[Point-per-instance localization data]

--- START ---

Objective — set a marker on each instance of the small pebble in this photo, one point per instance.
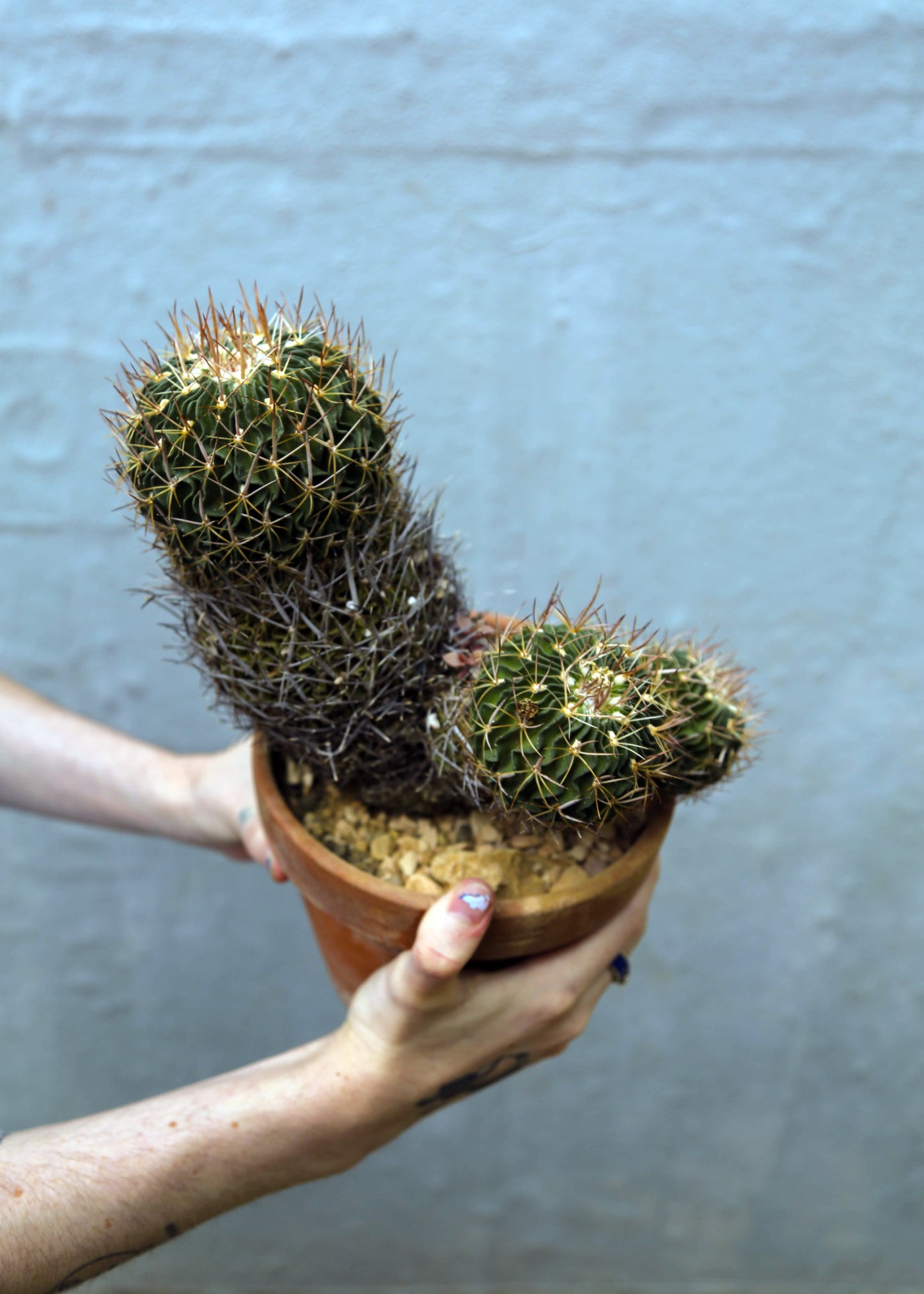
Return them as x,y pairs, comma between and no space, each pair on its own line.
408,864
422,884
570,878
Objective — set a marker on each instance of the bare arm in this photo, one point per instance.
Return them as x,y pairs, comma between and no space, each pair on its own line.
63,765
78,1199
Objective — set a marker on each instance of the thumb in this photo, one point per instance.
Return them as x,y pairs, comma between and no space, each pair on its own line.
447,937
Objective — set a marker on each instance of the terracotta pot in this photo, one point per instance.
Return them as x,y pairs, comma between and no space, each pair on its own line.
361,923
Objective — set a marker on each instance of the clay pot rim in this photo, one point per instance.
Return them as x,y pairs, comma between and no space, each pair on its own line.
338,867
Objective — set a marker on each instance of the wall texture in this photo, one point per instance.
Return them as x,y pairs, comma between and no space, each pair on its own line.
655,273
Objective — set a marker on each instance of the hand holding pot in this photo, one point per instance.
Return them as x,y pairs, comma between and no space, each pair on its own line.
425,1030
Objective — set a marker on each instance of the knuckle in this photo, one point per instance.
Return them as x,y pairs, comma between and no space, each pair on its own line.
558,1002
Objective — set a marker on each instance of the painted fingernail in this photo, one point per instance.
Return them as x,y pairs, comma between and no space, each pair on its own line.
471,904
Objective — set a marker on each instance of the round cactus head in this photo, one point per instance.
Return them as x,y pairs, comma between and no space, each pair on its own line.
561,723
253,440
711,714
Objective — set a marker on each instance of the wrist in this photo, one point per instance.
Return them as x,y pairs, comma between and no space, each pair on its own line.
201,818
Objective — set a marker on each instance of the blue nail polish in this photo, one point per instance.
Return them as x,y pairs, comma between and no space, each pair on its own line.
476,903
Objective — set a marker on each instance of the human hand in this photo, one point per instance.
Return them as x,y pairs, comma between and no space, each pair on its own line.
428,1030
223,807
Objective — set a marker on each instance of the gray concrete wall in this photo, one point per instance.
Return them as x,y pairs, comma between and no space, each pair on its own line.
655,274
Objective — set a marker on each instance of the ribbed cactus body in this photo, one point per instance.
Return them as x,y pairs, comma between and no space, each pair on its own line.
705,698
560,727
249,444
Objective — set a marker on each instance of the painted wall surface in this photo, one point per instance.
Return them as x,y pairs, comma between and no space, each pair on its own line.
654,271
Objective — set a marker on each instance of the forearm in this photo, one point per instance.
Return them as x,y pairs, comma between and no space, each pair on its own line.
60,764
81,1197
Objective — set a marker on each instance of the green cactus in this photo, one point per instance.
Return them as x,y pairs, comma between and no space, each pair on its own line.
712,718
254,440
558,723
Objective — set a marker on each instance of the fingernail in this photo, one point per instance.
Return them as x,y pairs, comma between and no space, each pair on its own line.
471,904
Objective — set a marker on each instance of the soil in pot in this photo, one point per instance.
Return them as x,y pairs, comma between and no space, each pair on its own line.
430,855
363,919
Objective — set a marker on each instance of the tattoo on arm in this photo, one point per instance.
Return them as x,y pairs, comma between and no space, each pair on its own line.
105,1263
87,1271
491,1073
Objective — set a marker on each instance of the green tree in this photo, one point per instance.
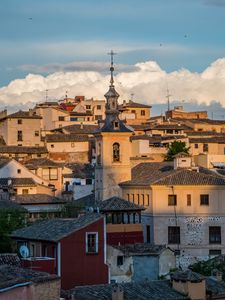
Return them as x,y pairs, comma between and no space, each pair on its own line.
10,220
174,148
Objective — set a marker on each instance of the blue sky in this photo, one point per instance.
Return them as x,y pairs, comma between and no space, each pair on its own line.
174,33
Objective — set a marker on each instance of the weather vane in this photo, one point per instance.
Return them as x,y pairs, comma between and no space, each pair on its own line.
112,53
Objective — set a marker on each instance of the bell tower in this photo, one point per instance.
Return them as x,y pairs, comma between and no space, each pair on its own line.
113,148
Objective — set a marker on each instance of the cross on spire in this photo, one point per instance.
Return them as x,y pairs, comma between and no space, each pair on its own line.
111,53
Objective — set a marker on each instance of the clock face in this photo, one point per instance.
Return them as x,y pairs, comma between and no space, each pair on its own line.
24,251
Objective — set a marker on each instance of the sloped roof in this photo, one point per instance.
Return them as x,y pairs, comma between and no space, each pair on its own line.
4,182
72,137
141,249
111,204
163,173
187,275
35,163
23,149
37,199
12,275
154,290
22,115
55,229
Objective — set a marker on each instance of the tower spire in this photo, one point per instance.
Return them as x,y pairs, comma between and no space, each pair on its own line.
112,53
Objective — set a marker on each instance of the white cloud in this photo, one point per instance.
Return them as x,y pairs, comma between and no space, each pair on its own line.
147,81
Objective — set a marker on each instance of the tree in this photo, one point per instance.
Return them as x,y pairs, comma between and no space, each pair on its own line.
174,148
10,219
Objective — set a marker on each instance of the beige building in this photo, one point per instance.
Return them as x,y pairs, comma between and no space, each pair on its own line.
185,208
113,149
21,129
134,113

--- END ---
--- START ---

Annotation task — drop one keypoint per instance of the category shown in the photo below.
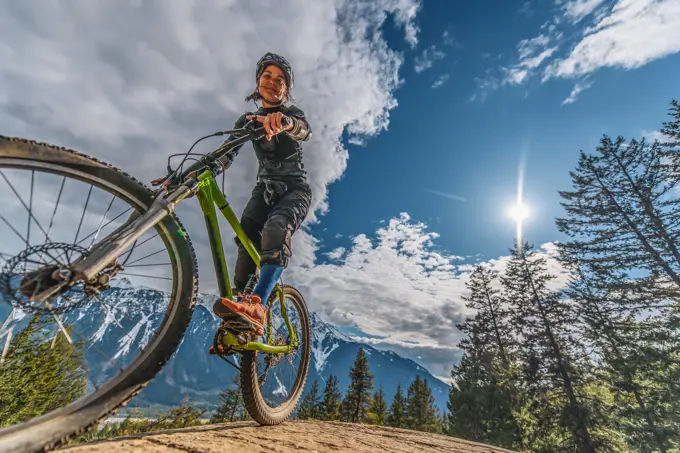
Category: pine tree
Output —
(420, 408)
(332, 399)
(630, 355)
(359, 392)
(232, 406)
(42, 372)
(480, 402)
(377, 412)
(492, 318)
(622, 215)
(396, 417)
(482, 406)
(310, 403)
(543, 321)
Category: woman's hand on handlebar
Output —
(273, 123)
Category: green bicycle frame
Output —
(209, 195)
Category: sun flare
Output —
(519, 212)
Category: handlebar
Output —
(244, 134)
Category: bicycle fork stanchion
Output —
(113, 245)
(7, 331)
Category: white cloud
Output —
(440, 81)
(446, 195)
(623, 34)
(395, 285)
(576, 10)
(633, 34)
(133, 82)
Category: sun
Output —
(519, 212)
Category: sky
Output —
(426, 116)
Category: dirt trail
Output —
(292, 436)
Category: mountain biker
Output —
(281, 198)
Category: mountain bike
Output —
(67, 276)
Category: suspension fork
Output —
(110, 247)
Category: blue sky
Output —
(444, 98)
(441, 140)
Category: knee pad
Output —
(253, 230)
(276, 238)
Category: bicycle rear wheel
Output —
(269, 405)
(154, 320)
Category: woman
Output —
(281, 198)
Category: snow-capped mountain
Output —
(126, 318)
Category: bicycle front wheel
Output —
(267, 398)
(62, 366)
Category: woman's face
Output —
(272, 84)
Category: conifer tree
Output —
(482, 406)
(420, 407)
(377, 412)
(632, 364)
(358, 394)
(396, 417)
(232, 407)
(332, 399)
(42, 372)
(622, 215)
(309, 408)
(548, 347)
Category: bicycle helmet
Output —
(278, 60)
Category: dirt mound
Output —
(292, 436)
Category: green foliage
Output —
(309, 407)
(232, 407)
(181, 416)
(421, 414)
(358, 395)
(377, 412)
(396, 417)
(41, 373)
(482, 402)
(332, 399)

--- END ---

Your goal -
Search the entries for "wall" and copy out each line that has it.

Output for this task -
Objective — set a marker on each instance of the wall texture in this photo, one point per instance.
Objective — set a marker on each instance of the gray concrete wall in this photo, one point per instance.
Objective — set a marker on each instance of the painted wall surface in this photo, one point per instance.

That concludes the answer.